PROVIDED MATERIAL:
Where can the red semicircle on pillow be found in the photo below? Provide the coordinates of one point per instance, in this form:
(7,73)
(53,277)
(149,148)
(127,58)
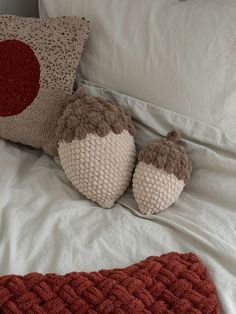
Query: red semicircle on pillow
(19,77)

WRITTEN EXERCISE:
Restate the records word for word, omitting images.

TASK SOLUTION:
Where can the red semicircle on pillow be found in the photo below? Provide the coordinates of one point per instance, in this form:
(7,73)
(53,277)
(149,148)
(127,58)
Query: red semicircle on pillow
(19,77)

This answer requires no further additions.